> [Task directions]:
Find the string "below" in the entries and copy each line that has it.

──────── Information provided ────────

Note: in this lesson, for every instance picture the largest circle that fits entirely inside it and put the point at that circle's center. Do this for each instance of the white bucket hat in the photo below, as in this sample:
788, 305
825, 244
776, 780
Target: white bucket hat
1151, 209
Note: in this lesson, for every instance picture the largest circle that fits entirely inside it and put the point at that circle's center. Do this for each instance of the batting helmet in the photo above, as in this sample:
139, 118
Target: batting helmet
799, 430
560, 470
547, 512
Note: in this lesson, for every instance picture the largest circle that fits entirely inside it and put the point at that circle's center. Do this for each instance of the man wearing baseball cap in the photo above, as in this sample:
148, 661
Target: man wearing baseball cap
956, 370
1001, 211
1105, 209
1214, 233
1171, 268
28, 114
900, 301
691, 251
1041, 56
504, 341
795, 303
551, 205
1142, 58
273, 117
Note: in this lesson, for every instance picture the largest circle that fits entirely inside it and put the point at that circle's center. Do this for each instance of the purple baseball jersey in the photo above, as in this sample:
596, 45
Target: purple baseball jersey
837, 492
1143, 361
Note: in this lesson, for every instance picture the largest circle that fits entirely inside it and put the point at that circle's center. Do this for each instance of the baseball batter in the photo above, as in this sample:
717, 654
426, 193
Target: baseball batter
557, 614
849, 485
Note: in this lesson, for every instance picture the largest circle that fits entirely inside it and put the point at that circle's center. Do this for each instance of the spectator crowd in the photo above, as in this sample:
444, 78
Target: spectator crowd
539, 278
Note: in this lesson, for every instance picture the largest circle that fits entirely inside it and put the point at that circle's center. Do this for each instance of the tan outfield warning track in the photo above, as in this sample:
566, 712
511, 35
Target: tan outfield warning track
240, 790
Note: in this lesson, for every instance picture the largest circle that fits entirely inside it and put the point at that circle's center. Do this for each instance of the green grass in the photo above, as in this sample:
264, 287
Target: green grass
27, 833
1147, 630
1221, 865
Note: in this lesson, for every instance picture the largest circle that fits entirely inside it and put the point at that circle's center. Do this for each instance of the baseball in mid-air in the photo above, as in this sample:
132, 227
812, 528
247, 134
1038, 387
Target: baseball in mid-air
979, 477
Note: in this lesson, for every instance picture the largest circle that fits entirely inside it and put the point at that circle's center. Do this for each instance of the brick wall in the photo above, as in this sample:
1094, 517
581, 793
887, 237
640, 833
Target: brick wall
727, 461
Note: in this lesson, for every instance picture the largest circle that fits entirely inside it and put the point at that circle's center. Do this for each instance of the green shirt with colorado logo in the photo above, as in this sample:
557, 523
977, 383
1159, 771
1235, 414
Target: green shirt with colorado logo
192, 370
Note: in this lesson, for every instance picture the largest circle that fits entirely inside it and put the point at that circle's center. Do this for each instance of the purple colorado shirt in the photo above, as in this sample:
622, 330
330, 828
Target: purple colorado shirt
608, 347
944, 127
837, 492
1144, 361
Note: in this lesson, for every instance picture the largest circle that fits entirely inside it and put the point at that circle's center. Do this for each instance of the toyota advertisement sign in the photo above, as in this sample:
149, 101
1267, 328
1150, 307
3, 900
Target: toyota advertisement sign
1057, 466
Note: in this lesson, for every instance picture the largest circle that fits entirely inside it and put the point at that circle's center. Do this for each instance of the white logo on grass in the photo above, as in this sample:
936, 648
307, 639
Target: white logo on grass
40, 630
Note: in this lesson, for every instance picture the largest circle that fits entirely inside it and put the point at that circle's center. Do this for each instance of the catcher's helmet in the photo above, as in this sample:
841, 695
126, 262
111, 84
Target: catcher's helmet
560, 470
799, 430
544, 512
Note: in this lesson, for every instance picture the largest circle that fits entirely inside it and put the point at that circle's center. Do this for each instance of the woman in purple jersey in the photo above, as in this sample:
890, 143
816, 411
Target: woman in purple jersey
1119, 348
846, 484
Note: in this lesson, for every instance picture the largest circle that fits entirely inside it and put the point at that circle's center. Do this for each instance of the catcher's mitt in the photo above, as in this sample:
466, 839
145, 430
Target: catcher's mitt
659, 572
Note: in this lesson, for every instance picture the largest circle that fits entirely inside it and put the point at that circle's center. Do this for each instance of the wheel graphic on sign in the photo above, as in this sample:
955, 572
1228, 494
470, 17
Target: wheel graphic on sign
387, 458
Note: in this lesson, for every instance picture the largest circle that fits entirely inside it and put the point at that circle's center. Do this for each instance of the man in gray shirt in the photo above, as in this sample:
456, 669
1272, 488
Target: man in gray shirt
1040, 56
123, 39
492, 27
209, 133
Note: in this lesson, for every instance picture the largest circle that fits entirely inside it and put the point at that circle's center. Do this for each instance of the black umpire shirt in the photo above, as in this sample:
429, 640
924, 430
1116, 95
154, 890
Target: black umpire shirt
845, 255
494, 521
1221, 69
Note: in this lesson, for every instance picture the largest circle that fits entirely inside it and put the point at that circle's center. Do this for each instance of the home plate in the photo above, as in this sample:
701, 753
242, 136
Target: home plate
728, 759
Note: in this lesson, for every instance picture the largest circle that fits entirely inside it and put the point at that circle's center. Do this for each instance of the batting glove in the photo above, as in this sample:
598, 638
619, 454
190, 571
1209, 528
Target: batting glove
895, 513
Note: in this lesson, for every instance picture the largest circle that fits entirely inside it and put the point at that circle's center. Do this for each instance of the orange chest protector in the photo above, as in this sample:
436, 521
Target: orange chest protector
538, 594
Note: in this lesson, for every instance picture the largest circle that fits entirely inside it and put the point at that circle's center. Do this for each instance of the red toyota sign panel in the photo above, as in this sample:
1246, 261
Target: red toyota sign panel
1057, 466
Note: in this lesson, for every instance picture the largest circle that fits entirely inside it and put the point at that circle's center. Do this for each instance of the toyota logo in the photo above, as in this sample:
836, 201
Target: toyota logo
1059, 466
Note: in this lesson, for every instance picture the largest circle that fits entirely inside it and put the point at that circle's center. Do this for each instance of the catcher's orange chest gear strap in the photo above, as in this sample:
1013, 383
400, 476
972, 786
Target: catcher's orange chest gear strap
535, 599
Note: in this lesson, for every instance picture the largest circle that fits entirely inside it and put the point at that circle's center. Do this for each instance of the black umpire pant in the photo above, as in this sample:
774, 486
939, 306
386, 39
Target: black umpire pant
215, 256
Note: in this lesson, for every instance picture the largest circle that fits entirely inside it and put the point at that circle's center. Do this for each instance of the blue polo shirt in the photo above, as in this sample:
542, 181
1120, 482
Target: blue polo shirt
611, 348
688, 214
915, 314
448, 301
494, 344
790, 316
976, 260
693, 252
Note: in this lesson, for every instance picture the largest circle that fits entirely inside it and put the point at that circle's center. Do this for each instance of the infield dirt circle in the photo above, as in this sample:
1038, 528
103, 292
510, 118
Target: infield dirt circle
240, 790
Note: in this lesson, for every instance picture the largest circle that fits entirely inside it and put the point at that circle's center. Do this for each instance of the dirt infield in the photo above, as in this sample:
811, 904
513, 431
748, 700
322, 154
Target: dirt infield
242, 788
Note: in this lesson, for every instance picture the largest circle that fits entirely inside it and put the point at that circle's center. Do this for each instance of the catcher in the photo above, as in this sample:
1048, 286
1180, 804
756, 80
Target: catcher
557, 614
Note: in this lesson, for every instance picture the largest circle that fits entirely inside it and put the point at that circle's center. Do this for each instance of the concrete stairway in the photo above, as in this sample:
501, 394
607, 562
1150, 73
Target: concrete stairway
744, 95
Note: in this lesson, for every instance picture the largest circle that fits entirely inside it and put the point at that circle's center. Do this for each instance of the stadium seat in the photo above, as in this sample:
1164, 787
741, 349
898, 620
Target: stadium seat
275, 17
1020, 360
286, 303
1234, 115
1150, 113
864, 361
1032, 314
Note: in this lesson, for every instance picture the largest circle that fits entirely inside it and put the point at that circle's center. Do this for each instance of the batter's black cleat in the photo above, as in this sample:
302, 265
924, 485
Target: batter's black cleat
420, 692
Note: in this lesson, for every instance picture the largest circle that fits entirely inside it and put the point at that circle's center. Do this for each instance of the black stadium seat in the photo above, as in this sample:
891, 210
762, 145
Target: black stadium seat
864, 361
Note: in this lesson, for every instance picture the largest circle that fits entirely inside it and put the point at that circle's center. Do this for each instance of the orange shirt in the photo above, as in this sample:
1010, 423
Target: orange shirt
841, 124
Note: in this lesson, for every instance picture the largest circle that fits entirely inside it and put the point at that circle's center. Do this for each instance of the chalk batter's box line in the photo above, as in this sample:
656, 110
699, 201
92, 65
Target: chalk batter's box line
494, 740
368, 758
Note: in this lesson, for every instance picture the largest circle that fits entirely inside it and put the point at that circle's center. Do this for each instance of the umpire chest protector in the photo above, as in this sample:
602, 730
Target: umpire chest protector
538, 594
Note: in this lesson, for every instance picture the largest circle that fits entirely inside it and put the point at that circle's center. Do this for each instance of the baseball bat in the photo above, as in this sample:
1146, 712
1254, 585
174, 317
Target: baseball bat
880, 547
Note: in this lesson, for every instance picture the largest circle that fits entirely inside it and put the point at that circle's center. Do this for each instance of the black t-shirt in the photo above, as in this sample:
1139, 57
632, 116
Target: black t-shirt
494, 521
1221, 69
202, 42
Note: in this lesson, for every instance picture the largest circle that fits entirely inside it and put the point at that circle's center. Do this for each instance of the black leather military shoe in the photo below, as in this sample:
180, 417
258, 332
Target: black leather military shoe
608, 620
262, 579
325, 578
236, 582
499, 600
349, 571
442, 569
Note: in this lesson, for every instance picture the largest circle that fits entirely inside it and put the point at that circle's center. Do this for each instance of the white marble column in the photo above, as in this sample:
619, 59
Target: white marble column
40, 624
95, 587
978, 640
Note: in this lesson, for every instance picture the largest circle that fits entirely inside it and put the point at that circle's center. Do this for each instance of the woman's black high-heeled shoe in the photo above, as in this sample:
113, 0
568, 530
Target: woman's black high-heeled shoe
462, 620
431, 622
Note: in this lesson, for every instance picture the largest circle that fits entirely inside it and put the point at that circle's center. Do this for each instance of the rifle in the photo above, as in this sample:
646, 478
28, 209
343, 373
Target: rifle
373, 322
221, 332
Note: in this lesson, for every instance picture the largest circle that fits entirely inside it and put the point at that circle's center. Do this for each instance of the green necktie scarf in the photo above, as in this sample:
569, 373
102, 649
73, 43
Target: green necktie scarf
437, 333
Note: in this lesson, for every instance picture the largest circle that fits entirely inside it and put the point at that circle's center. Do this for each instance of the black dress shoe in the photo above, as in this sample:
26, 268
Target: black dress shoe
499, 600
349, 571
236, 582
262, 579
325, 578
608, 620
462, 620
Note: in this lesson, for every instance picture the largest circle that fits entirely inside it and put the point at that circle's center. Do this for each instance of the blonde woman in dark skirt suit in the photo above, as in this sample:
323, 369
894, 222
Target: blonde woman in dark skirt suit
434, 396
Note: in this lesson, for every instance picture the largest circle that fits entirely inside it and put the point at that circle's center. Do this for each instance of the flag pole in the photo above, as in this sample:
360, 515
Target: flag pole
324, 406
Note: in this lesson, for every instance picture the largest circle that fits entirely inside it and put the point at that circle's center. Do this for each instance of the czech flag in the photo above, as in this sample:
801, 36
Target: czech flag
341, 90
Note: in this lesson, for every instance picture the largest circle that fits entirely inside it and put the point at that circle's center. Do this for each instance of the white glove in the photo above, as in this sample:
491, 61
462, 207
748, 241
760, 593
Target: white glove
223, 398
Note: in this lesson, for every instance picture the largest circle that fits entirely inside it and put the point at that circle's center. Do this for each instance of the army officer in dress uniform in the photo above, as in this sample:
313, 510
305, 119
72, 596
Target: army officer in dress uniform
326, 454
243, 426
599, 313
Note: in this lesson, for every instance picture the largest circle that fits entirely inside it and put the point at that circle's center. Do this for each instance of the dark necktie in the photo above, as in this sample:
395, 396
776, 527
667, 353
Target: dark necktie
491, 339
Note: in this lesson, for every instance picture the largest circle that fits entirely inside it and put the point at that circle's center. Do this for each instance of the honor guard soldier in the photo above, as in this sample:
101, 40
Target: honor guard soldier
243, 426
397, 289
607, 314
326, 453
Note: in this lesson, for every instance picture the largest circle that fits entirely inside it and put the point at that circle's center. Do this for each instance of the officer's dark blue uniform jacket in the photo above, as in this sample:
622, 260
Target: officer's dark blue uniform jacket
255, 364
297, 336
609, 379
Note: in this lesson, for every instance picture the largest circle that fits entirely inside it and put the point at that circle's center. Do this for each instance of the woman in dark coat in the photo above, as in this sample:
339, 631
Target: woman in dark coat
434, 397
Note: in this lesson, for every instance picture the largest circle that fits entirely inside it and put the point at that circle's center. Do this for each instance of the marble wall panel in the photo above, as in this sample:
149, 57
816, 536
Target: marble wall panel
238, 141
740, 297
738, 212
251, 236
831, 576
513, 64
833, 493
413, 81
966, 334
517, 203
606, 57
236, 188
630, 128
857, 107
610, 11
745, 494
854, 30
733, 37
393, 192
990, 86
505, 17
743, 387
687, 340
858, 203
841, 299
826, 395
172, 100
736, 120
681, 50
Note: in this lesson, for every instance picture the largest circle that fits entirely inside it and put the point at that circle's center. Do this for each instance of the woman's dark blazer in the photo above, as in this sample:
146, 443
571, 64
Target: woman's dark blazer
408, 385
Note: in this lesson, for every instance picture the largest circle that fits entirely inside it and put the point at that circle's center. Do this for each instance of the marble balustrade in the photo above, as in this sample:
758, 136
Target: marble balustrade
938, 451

────────

> [Your response]:
Note: in this lesson, for every instance picture the largest circle that fits entirely inside it and put the point at that circle's center. Do this for each instance of the white bucket hat in the photo below, as in this sample:
Note: in this lesson, for every instance picture the largest circle that fits entirely inside it and put the point at that circle's center. Do this for each instance of the black leather military shoe in the photo below, as in this sample:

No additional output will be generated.